Entries for bounding box labeling:
# # # # # # #
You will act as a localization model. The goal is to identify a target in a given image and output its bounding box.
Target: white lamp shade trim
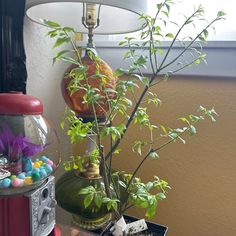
[26,0,147,34]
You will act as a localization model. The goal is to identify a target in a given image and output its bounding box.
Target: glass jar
[0,92,60,195]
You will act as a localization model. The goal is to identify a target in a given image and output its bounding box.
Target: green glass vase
[56,171,111,230]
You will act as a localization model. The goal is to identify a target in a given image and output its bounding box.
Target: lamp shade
[26,0,147,34]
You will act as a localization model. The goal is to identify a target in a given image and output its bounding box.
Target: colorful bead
[40,169,48,178]
[32,172,40,182]
[17,172,25,179]
[22,157,33,172]
[1,178,11,188]
[26,171,32,177]
[40,156,49,162]
[47,160,53,166]
[24,176,33,185]
[45,164,53,174]
[33,162,41,168]
[32,168,40,174]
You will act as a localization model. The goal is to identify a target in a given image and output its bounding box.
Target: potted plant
[44,0,225,234]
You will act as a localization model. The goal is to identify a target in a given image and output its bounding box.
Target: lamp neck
[87,27,95,48]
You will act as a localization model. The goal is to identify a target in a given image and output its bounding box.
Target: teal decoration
[22,157,33,172]
[32,172,41,182]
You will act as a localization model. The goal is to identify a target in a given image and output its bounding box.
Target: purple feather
[0,128,45,161]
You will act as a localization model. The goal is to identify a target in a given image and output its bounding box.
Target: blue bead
[22,157,33,172]
[1,178,11,188]
[40,156,48,162]
[32,168,40,174]
[40,169,48,178]
[17,173,25,179]
[26,171,32,177]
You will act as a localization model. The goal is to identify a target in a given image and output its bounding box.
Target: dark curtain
[0,0,27,93]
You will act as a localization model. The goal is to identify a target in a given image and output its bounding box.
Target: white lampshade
[26,0,147,34]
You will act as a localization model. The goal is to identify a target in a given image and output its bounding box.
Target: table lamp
[26,0,147,121]
[26,0,147,232]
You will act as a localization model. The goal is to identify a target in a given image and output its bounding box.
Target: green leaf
[94,194,102,208]
[150,151,159,159]
[84,193,94,208]
[189,125,197,136]
[118,180,127,188]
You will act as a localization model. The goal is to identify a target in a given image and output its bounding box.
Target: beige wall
[112,77,236,236]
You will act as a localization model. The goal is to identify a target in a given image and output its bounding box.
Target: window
[104,0,236,41]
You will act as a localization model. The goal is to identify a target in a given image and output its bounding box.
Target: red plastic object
[0,92,43,115]
[0,196,30,236]
[49,225,61,236]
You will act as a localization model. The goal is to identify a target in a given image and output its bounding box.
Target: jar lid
[0,92,43,115]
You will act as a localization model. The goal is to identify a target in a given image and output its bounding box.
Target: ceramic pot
[56,171,111,230]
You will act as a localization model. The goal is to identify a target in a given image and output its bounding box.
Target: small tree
[44,0,225,218]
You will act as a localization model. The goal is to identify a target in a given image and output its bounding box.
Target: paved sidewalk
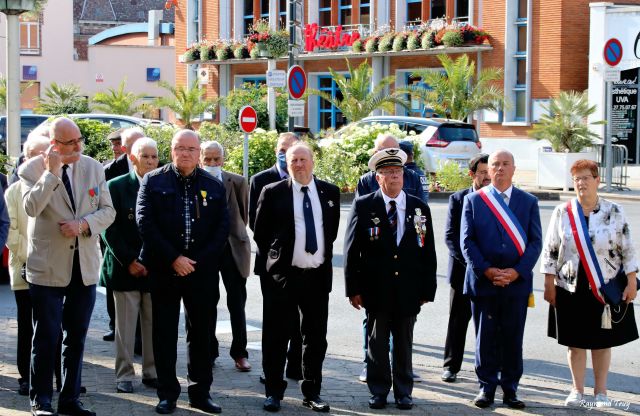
[0,285,640,416]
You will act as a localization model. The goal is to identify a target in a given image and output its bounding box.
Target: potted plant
[529,91,605,191]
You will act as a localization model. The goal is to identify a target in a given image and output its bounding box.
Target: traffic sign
[604,38,622,66]
[238,105,258,133]
[287,65,307,100]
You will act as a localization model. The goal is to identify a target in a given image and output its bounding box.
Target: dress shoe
[156,400,176,415]
[236,357,251,373]
[396,396,413,410]
[189,397,222,413]
[440,370,458,383]
[262,396,280,412]
[502,394,526,409]
[58,400,96,416]
[102,329,116,341]
[116,381,133,393]
[142,378,160,389]
[31,403,58,416]
[369,394,387,409]
[302,396,331,412]
[473,391,493,409]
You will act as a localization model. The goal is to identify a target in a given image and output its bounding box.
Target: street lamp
[0,0,36,158]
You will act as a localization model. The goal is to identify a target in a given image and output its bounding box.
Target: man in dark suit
[249,133,302,382]
[100,137,158,393]
[101,127,144,341]
[136,130,229,414]
[344,148,436,409]
[441,153,491,383]
[200,141,251,371]
[460,150,542,409]
[253,143,340,412]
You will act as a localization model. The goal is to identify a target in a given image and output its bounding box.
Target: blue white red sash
[478,185,527,256]
[567,198,606,305]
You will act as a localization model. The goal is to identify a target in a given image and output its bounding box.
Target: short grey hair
[131,137,158,157]
[200,140,224,155]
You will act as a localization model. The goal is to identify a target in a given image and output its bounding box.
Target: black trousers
[151,273,220,401]
[262,269,329,398]
[443,287,471,373]
[367,311,416,399]
[211,244,249,360]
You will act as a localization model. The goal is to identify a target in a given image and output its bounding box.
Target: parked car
[334,116,482,173]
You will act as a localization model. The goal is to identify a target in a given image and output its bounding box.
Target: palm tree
[154,79,218,130]
[400,55,505,120]
[307,60,409,122]
[91,78,145,116]
[35,82,89,115]
[529,91,605,153]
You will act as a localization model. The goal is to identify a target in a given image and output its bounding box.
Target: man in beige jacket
[19,117,115,416]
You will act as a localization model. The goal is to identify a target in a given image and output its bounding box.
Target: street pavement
[0,188,640,416]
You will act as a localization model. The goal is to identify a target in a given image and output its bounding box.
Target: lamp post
[0,0,36,158]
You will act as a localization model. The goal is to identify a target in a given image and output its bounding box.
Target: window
[318,75,346,129]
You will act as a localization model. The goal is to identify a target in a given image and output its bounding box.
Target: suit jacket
[460,187,542,296]
[253,178,340,292]
[19,155,116,287]
[444,187,473,291]
[222,171,251,278]
[344,190,437,316]
[136,163,229,283]
[100,171,149,292]
[104,153,129,181]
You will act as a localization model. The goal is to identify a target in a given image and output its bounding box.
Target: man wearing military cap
[344,148,436,409]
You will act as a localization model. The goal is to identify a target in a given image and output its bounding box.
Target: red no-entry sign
[238,105,258,133]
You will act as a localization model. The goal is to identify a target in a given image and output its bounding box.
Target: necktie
[61,165,76,212]
[302,186,318,254]
[387,200,398,243]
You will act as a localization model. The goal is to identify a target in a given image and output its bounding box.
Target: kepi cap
[367,147,407,172]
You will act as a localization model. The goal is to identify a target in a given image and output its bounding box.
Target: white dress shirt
[291,179,324,269]
[382,191,407,246]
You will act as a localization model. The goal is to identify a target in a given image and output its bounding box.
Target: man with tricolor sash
[460,150,542,409]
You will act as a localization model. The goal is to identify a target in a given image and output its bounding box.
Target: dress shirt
[291,179,324,269]
[382,191,407,246]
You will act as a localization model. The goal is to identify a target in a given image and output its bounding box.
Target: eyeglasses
[53,136,84,146]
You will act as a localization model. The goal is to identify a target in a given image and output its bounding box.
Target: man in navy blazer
[442,153,491,383]
[460,150,542,409]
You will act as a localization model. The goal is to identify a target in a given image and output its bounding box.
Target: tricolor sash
[567,198,606,305]
[478,185,527,256]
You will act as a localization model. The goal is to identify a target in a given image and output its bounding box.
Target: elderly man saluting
[19,117,115,416]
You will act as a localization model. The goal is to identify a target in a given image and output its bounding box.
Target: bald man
[19,117,115,416]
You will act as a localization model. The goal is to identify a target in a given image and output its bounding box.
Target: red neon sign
[304,23,360,52]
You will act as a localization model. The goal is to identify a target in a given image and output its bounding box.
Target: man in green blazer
[100,137,158,393]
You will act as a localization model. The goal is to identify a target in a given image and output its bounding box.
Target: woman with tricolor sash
[541,160,638,407]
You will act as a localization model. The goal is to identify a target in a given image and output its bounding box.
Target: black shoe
[473,391,493,409]
[262,396,280,412]
[396,396,413,410]
[440,370,458,383]
[58,400,96,416]
[302,396,331,412]
[142,378,160,390]
[31,403,58,416]
[369,394,387,409]
[502,394,526,409]
[156,400,176,415]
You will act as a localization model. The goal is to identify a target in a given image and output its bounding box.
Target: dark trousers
[367,311,416,399]
[471,295,529,395]
[151,273,220,401]
[262,269,329,398]
[443,287,471,373]
[13,289,33,383]
[211,244,249,360]
[29,251,96,405]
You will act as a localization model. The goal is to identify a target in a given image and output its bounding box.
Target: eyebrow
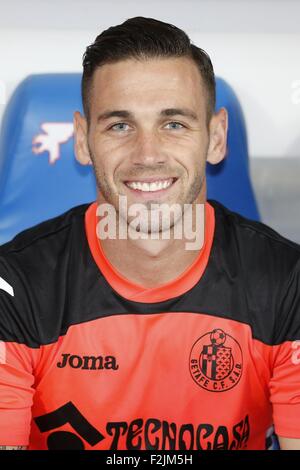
[97,108,198,123]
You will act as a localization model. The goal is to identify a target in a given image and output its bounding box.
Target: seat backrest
[0,74,258,244]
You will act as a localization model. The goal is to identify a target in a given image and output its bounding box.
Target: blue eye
[109,122,128,131]
[167,121,184,129]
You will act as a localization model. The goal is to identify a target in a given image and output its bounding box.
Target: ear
[73,111,92,165]
[207,108,228,165]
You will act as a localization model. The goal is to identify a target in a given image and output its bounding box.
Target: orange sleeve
[0,341,38,446]
[270,341,300,439]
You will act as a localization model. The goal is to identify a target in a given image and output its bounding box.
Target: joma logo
[57,354,119,370]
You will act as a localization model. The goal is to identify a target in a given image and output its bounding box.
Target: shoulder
[0,204,89,347]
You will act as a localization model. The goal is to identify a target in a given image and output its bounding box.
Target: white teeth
[126,178,173,191]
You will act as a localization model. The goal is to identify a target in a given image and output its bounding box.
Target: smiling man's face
[74,58,227,217]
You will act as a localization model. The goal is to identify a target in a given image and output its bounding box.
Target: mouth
[124,177,178,195]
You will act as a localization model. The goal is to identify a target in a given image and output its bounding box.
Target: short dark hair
[81,16,216,125]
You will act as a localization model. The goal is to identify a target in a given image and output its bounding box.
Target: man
[0,17,300,450]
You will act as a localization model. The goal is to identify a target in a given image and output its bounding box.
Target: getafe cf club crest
[190,328,243,392]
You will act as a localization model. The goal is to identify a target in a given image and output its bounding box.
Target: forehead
[90,57,205,113]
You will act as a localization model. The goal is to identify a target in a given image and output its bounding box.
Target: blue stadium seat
[0,74,259,244]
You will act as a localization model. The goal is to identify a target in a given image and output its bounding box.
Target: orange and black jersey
[0,201,300,450]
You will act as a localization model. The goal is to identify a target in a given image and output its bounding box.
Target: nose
[131,130,166,166]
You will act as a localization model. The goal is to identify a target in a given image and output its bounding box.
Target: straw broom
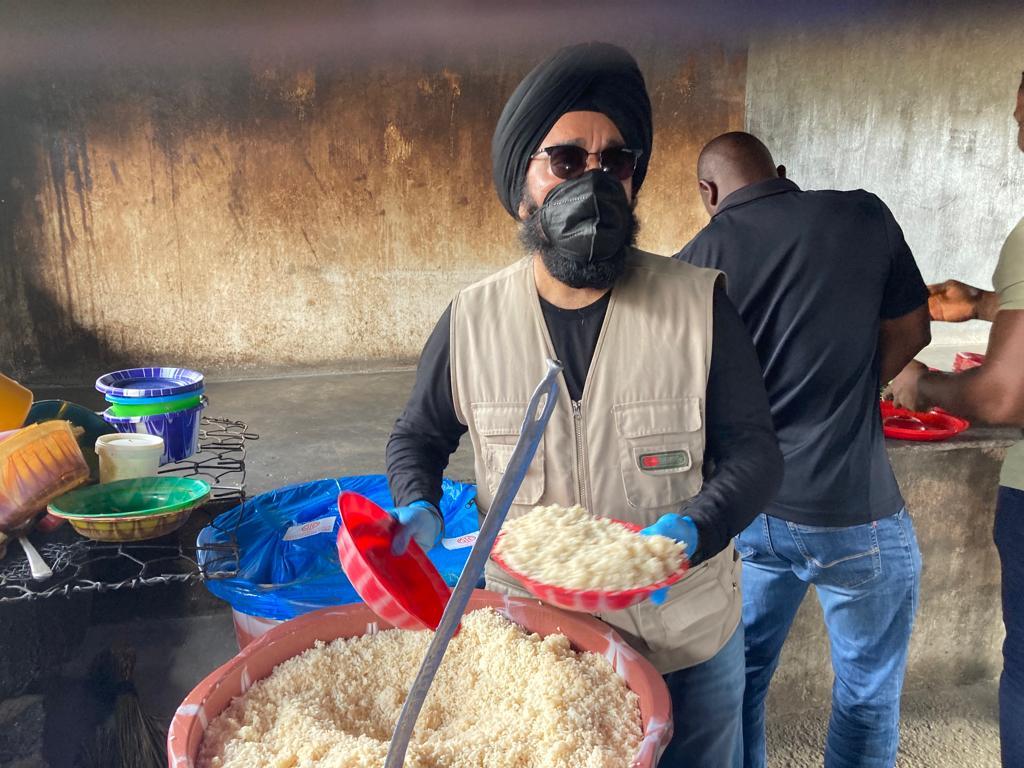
[76,648,167,768]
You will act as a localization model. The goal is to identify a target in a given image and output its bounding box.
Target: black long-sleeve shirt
[387,288,782,560]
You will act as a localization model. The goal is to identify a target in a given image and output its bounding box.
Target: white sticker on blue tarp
[441,530,480,549]
[284,515,338,542]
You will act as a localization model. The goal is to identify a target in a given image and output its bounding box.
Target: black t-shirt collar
[712,178,800,218]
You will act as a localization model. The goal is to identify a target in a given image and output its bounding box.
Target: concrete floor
[29,370,998,768]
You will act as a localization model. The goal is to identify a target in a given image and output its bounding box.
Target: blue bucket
[103,397,208,465]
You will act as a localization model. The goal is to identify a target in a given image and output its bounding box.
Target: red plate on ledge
[490,518,690,613]
[881,400,971,442]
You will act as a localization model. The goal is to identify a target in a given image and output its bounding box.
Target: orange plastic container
[0,421,89,531]
[0,374,32,432]
[167,590,672,768]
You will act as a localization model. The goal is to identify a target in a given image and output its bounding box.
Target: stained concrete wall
[0,45,745,382]
[746,12,1024,345]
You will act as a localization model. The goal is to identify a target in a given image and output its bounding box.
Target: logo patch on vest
[637,450,690,474]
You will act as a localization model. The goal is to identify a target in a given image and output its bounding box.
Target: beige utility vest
[451,251,740,673]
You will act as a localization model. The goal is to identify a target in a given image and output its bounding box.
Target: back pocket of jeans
[790,522,882,588]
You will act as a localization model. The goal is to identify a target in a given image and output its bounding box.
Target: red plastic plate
[338,490,452,630]
[490,518,690,613]
[881,400,971,442]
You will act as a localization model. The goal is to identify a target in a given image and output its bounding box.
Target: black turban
[490,43,652,218]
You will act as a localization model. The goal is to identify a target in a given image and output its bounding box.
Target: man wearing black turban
[387,43,781,768]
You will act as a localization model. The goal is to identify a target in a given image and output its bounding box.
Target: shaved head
[697,131,777,181]
[697,131,785,216]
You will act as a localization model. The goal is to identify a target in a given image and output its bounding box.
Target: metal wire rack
[0,417,259,604]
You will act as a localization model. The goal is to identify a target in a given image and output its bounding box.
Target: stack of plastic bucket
[96,368,208,464]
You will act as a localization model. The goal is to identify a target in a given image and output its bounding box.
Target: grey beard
[519,198,640,291]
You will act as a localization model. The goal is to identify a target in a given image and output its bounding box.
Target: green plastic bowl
[108,395,203,418]
[48,476,210,520]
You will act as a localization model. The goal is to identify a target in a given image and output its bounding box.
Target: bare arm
[879,304,932,382]
[892,309,1024,427]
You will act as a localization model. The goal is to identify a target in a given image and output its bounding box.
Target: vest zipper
[572,400,589,509]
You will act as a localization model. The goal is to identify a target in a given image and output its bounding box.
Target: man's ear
[697,179,718,207]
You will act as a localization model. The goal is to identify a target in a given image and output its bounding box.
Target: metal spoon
[384,359,562,768]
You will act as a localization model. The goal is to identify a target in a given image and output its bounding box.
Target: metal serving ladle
[384,359,562,768]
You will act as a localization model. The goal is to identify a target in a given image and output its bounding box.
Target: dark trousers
[994,486,1024,768]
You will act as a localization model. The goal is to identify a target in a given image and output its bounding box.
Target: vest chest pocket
[471,402,544,504]
[611,397,705,510]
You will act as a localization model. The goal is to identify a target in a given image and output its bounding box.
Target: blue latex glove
[640,512,700,605]
[388,501,441,555]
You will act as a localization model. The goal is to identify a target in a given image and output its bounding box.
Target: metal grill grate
[0,417,259,603]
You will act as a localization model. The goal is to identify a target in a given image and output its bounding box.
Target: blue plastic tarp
[197,475,479,618]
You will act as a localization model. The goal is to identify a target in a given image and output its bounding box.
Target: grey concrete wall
[746,12,1024,344]
[0,44,745,383]
[768,430,1009,716]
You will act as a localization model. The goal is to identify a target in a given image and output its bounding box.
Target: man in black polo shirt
[677,133,930,768]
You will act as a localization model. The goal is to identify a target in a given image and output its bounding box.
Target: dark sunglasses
[529,144,643,181]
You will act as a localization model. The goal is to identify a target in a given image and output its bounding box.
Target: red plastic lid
[881,400,971,442]
[490,518,690,613]
[953,352,985,373]
[338,490,452,630]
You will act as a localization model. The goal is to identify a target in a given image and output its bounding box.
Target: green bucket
[109,394,203,418]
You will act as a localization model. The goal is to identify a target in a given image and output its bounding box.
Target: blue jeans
[657,624,743,768]
[995,486,1024,768]
[736,510,921,768]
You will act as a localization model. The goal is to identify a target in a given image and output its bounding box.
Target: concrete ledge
[768,429,1019,717]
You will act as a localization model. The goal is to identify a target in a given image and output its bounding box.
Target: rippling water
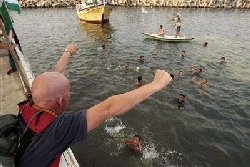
[12,7,250,167]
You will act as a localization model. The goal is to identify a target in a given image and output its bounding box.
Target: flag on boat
[0,0,12,34]
[0,0,20,34]
[0,0,21,13]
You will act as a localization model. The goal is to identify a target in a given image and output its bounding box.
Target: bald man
[17,44,172,167]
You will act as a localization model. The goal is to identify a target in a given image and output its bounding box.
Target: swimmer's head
[134,135,141,141]
[201,78,207,85]
[178,93,185,103]
[170,74,174,80]
[139,56,144,62]
[178,71,183,77]
[137,76,142,82]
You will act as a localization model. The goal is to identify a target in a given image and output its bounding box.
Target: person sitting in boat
[124,135,143,154]
[135,76,144,88]
[173,13,181,38]
[158,25,166,37]
[220,57,226,65]
[16,44,171,167]
[179,50,186,59]
[177,93,186,109]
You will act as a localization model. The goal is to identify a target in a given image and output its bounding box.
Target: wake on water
[104,117,183,165]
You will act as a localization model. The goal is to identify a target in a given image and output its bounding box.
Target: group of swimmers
[99,38,226,154]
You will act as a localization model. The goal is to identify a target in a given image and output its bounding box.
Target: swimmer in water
[189,64,199,74]
[192,76,208,89]
[177,93,185,109]
[200,78,208,89]
[124,62,129,70]
[220,57,226,65]
[139,56,145,63]
[102,45,106,50]
[124,135,142,154]
[158,25,166,37]
[177,71,184,78]
[204,42,207,47]
[135,76,144,88]
[179,50,186,59]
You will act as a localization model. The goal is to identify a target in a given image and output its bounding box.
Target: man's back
[18,112,87,167]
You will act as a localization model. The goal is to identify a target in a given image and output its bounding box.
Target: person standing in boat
[173,13,181,38]
[16,44,172,167]
[158,25,166,37]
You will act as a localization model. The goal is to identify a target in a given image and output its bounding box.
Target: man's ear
[57,97,63,107]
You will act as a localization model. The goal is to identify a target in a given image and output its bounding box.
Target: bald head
[31,72,70,110]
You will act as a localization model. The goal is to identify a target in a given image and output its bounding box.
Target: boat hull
[76,5,112,24]
[143,33,194,42]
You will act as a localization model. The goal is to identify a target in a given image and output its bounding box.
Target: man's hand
[64,44,78,55]
[53,44,78,74]
[152,70,172,90]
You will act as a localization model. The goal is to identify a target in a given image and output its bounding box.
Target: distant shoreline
[19,0,250,9]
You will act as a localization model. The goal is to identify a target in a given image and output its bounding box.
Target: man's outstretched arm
[86,70,172,131]
[53,44,77,74]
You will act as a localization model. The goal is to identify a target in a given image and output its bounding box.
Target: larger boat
[0,0,79,167]
[76,0,112,24]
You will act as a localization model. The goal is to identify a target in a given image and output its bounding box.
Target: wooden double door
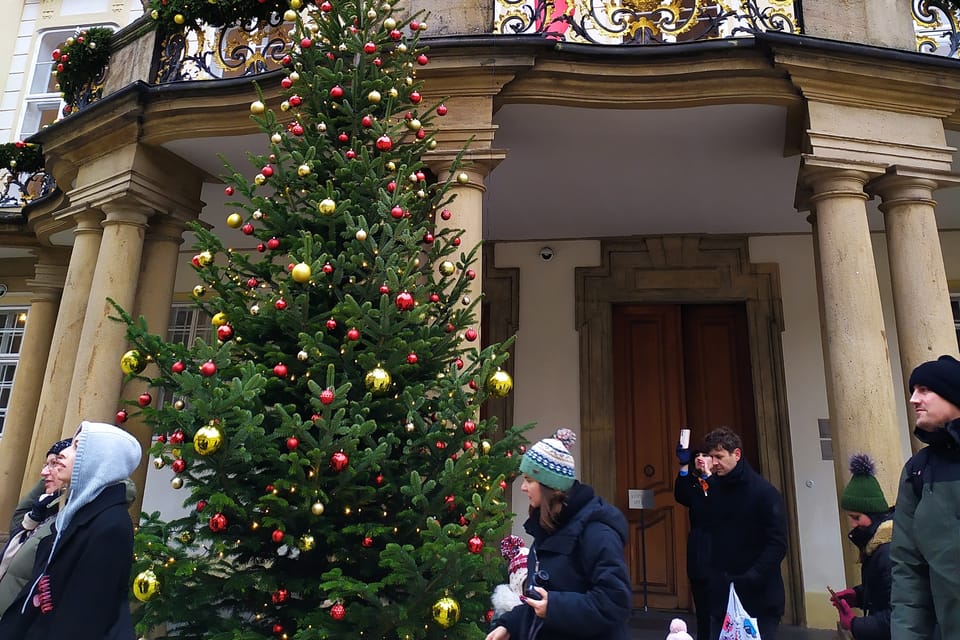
[612,303,760,609]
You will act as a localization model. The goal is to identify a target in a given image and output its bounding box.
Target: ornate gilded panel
[911,0,960,58]
[494,0,800,44]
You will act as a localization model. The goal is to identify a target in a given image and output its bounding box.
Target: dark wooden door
[613,303,759,609]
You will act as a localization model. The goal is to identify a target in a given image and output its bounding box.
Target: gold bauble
[120,349,147,375]
[193,424,223,456]
[430,597,460,629]
[317,198,337,216]
[363,367,393,393]
[133,569,160,602]
[484,369,513,398]
[290,262,313,284]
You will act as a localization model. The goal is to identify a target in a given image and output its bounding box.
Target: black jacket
[500,483,633,640]
[0,484,135,640]
[706,458,787,618]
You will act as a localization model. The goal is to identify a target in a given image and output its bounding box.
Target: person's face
[710,447,741,476]
[520,474,540,509]
[910,384,960,431]
[40,453,63,494]
[54,438,80,486]
[847,511,873,529]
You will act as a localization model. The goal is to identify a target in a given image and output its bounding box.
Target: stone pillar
[0,249,67,538]
[60,201,153,436]
[868,169,958,450]
[804,168,904,584]
[123,216,185,521]
[19,210,103,493]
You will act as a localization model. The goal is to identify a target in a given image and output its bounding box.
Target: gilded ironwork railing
[910,0,960,58]
[494,0,800,45]
[0,168,57,209]
[157,14,292,82]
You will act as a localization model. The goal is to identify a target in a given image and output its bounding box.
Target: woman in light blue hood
[0,422,141,640]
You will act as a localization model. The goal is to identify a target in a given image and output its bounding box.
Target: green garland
[0,142,43,173]
[150,0,288,34]
[53,27,113,114]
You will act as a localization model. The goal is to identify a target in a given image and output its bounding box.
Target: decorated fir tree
[118,0,524,640]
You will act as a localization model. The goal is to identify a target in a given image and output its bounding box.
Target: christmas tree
[118,0,524,640]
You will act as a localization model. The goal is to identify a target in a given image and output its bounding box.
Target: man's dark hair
[703,427,743,453]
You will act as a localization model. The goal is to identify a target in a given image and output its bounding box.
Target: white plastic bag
[717,582,760,640]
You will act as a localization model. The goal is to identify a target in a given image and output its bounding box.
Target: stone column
[0,249,67,537]
[123,216,185,516]
[60,201,153,436]
[804,168,904,584]
[18,210,103,493]
[868,169,958,450]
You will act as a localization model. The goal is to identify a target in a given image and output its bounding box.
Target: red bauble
[396,291,416,311]
[330,451,350,473]
[467,536,483,553]
[208,513,227,533]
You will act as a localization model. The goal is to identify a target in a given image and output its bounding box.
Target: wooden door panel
[613,305,690,609]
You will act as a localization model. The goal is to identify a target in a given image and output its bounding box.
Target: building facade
[0,0,960,628]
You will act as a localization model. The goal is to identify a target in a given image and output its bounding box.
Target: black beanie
[909,356,960,408]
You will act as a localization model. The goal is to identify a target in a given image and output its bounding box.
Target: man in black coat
[704,427,787,640]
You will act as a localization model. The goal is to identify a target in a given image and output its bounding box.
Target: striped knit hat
[520,429,577,491]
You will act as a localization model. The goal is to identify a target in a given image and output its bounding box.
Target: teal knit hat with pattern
[520,429,577,491]
[840,453,890,513]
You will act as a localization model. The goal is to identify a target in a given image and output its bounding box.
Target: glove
[837,600,856,631]
[830,589,857,607]
[27,493,60,524]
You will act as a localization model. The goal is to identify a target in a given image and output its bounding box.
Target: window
[0,307,27,435]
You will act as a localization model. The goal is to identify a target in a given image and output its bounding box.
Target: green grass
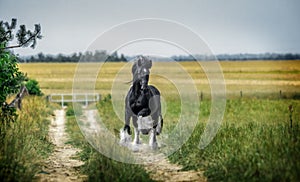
[169,99,300,181]
[67,101,152,182]
[0,96,53,181]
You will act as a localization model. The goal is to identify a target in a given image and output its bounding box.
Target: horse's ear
[137,59,142,67]
[131,63,136,74]
[149,60,152,69]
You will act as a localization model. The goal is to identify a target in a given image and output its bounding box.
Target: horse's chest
[130,95,149,112]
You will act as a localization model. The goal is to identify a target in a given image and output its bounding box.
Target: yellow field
[19,61,300,96]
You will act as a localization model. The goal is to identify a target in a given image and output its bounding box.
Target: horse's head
[132,56,152,90]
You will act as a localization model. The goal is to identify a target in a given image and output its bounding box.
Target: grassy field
[20,61,300,98]
[20,61,300,181]
[0,96,53,181]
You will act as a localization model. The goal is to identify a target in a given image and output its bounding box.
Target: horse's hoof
[150,143,158,150]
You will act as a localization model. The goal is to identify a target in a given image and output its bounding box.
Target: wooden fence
[47,93,101,107]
# # # # # # #
EXERCISE INSTRUCTIONS:
Extract each line of the records that includes the word "short", treating uppercase and lowercase letters as distinct.

OUTPUT BELOW:
Target: short grey hair
Target: short dark hair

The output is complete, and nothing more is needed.